REQUEST: Reproduce the listing below line for line, without alteration, and omit any pictures from your reproduction.

RECORDS SUPPLIED:

···

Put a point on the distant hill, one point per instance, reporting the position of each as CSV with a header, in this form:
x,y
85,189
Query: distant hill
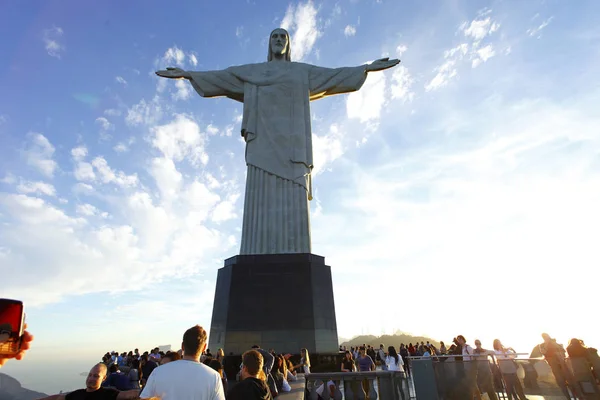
x,y
11,389
388,340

···

TASK SOLUTION:
Put a point on the distant hill, one point per instance, reporting the position of each as CSV with a header, in this form:
x,y
85,189
Query: distant hill
x,y
11,389
388,340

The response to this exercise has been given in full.